- _Exercise instructions_: Set the listing down once more, exactly as given.

- _Excerpted data_:
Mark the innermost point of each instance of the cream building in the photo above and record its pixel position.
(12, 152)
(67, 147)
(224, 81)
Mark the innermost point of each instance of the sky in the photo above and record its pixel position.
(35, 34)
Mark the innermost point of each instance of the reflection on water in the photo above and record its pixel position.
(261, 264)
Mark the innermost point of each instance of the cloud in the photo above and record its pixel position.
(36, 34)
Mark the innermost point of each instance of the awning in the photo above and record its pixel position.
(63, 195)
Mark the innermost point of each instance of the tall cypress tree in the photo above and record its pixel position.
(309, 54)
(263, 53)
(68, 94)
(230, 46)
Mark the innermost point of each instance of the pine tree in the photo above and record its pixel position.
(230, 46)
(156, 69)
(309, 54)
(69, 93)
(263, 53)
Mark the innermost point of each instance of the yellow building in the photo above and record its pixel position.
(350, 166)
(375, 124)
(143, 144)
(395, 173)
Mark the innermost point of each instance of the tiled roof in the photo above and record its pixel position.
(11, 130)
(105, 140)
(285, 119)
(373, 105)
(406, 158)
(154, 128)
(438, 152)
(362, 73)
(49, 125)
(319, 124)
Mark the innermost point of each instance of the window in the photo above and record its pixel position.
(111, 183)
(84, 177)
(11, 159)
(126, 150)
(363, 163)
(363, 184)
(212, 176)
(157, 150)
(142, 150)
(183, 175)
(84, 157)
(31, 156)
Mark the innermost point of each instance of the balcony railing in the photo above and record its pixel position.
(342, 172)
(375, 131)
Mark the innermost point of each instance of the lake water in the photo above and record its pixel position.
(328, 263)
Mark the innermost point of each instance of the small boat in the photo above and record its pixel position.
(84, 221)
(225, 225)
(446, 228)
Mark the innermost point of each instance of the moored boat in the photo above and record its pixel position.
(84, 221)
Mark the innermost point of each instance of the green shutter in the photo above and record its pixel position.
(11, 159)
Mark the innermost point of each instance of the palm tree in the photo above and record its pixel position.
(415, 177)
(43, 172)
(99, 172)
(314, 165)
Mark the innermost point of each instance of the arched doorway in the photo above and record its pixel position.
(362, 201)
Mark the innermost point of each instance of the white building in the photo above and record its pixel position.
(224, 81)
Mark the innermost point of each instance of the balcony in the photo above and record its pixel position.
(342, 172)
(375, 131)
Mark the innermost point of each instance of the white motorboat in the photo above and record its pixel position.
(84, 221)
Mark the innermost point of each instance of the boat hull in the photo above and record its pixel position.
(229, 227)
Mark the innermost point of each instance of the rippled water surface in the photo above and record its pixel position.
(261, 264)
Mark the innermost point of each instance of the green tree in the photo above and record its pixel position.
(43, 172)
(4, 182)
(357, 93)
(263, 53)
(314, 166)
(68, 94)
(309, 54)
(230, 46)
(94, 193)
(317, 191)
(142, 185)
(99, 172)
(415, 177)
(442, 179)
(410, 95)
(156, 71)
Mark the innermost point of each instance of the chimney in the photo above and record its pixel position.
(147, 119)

- _Answer to this exercise_:
Mark the innermost point of each instance of the cream building in the photo above and record its pixel position.
(12, 152)
(67, 147)
(224, 81)
Mark the innermost point of each instance of the sky in the photo above and record its pixel position.
(35, 34)
Mark the innermost point of each instance of the reflection on water in the photo above and record its pixel position.
(261, 264)
Mark the innermost point of each instance of the cloud in the photo above and record its pixel position.
(36, 34)
Mark the innermost point of each instance of the awning in the photo above and record its pixel position.
(63, 195)
Mark the innermost point of each instance of the tall cypress tree in the photo above and record its pixel position.
(309, 54)
(263, 53)
(68, 94)
(230, 46)
Mark the innermost point of each instance of the pine tree in the photo above and record its pixel position.
(230, 46)
(156, 69)
(309, 54)
(69, 93)
(263, 53)
Mark the innermost point of each instance of the yellow building in the photo above and record its pixel position.
(350, 166)
(375, 124)
(143, 144)
(395, 173)
Mark the innermost point of each instance of the tiled roof in the photo above and record its pixel position.
(11, 130)
(105, 140)
(285, 119)
(373, 105)
(406, 158)
(154, 128)
(438, 152)
(362, 73)
(49, 125)
(319, 124)
Mark the innermost point of each instance of the window in the photo above and record its pixel position.
(111, 183)
(84, 177)
(11, 159)
(126, 150)
(363, 163)
(363, 184)
(212, 176)
(157, 150)
(142, 150)
(183, 175)
(84, 157)
(31, 156)
Mark the innermost point of each instance of the balcony railing in the photo above and record its pixel position.
(342, 172)
(375, 131)
Mark the innermost point of each instance of the lake water in the photo above and record its pixel position.
(328, 263)
Mark the innermost point of each instance of the small boat in the photo above and record its pixel position.
(84, 221)
(225, 225)
(446, 228)
Mark the innermost point of each instance of the moored boat in the photo above and record its pixel position.
(84, 221)
Mark the innermost point of each instance of the green shutter in the photo above and record its pixel position.
(11, 159)
Mark the innermost point of each instance of the palm tree in the photo above and record its pixel position.
(415, 177)
(43, 172)
(99, 172)
(314, 165)
Mark the innermost point of each instance of the arched doorway in the photo above and record its pixel position.
(362, 201)
Mark the innermost point of each instance of the white building in the photo above and record its pixel position.
(224, 81)
Mark the innermost point of each instance of the balcony in the photo above and record its pixel position.
(342, 172)
(375, 131)
Mark the innermost point of each instance of the white motorboat in the photo above and record its pixel position.
(84, 221)
Mark the innermost point of each instance of the boat hull in the photo above and record its pixel position.
(229, 227)
Mark the innermost point of each instance of the rippled water surface in the photo above and record its pixel position.
(261, 264)
Mark the innermost point of each instance of the green tree in the photo above and record its pixel position.
(43, 172)
(4, 182)
(357, 93)
(263, 53)
(314, 166)
(68, 94)
(309, 54)
(230, 46)
(94, 193)
(317, 191)
(142, 185)
(99, 172)
(415, 177)
(442, 179)
(410, 95)
(156, 71)
Mark the innermost point of each instance of the chimney in the photo above and record its pixel position.
(147, 119)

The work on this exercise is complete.